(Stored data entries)
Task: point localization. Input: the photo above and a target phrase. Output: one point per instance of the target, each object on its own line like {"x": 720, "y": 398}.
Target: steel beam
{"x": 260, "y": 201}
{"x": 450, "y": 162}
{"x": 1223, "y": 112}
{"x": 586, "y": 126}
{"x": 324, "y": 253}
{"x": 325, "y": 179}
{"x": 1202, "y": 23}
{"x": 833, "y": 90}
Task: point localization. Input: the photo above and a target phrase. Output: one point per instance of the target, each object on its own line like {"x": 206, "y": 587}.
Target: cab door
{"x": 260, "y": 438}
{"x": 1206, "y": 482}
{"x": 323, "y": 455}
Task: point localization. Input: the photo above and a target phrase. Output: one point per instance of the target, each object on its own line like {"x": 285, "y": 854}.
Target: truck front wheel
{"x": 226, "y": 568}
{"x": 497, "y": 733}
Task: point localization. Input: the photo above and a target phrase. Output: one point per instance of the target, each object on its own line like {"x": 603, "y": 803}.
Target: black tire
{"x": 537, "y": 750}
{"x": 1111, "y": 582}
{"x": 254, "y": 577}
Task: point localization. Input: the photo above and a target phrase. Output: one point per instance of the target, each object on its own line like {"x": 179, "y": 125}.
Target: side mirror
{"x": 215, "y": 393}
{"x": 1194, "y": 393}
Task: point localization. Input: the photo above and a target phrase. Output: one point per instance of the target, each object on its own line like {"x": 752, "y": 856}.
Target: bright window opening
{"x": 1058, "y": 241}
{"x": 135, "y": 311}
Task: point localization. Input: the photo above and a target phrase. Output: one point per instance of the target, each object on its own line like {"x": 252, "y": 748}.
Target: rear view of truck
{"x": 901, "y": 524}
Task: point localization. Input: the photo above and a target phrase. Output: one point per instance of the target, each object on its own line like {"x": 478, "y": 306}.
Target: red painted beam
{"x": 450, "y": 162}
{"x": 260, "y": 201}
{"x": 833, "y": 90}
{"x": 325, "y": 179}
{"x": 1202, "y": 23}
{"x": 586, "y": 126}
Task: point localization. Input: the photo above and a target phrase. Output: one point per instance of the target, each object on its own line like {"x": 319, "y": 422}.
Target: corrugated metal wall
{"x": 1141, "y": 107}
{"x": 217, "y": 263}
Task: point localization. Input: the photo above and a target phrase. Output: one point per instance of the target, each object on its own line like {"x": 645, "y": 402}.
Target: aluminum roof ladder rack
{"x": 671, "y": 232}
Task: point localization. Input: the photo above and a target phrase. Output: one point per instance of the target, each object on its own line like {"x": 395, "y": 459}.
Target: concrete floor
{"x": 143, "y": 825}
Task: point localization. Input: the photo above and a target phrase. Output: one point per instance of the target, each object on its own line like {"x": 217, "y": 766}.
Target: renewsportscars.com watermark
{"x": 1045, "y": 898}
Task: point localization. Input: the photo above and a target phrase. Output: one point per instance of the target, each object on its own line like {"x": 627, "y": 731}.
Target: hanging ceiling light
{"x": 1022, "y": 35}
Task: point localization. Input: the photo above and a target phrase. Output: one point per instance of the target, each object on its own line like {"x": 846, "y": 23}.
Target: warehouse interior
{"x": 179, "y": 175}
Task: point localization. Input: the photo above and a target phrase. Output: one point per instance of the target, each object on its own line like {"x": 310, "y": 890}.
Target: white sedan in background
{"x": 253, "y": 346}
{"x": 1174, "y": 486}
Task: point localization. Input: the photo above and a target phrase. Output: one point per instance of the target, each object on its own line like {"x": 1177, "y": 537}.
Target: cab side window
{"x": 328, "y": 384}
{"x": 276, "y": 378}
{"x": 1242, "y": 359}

◆ Task prompt: Your answer should consist of every record, restated exactly.

◆ Result:
Task: point localization. Input: the photo above and a target phrase. Output: one point per instance of the target, each object on its own line like {"x": 720, "y": 398}.
Target: steel beam
{"x": 260, "y": 201}
{"x": 450, "y": 162}
{"x": 1223, "y": 112}
{"x": 586, "y": 126}
{"x": 324, "y": 253}
{"x": 325, "y": 179}
{"x": 1202, "y": 23}
{"x": 833, "y": 90}
Task: point localization. Input: the photo above and a target phrase. Output: one point per instance of the target, each object on its own line like {"x": 206, "y": 587}.
Target: cab door
{"x": 260, "y": 438}
{"x": 1206, "y": 482}
{"x": 323, "y": 455}
Task: point localization. Input: the photo above and a target phrase. Output: one point per instance of the target, each object on its own line like {"x": 285, "y": 854}.
Target: truck front wheel
{"x": 226, "y": 568}
{"x": 497, "y": 733}
Task: point localization. Input: the photo above and a target phrase. Output: one point per instance of the target, each object on its own line like {"x": 603, "y": 803}.
Target: black tire
{"x": 537, "y": 750}
{"x": 1111, "y": 582}
{"x": 254, "y": 577}
Task: point localization. Input: the photo above and a target phrase. Output: one point per instance of the target, each object on its own line like {"x": 179, "y": 125}.
Target: side mirror
{"x": 215, "y": 393}
{"x": 1194, "y": 393}
Task: point localization. Input: the photo above and a target phrase. Output: one point per instance of the target, each object on its own line like {"x": 752, "y": 856}.
Target: bright window opening
{"x": 1058, "y": 241}
{"x": 135, "y": 311}
Task: point localization. Input: the photo above and a target phrase. Output: one point per instance of the target, each object on its own line like {"x": 252, "y": 748}.
Target: rear view of truck
{"x": 901, "y": 524}
Task: point localization. Input: the photo above and a target phrase. Output: one point per instance of the target, each object on its own line like {"x": 478, "y": 306}.
Target: red painted beam
{"x": 450, "y": 162}
{"x": 260, "y": 201}
{"x": 833, "y": 90}
{"x": 325, "y": 179}
{"x": 1202, "y": 23}
{"x": 586, "y": 126}
Task: point localization. Input: the photo above and a target phrase. Output: one point per instance of the target, each object on its own line like {"x": 319, "y": 422}.
Target: corrugated metal wall
{"x": 1141, "y": 107}
{"x": 217, "y": 263}
Task: point localization. Input: the photo above and a target phrase. Output: one point per instance of the target, each object on its own line like {"x": 645, "y": 402}.
Target: aluminum roof ladder rack
{"x": 671, "y": 232}
Task: point localization. Input: the photo above and a target phrase. Output: one point per instance of the target, each object on its own line like {"x": 395, "y": 459}.
Target: concrete floor
{"x": 143, "y": 825}
Task: point localization. Input: the photo above and a target phrase. Output: one point per instance of the target, each object on its own line like {"x": 217, "y": 766}.
Target: renewsportscars.com watermark
{"x": 1045, "y": 898}
Task: point localization. Input: the photo above and a target phrase. Output: one point per instance of the target, each object on its own line like {"x": 627, "y": 731}.
Target: hanging ceiling light
{"x": 1022, "y": 35}
Task: point localization. Input: the photo above and a target phrase. Output: one point per instance of the target, each object on its own line like {"x": 846, "y": 23}.
Target: warehouse interior
{"x": 179, "y": 175}
Task: point localization. Input: the photo above and a target phrase. Output: one point per instance of the target, each object on its own line like {"x": 310, "y": 890}.
Target: white sedan in background
{"x": 253, "y": 346}
{"x": 1174, "y": 486}
Task: point localization. Input: the photo above and a target phrase. Output: one point per instance of the target, each object on its own line like {"x": 1177, "y": 537}.
Target: cab side window
{"x": 328, "y": 384}
{"x": 276, "y": 378}
{"x": 1242, "y": 359}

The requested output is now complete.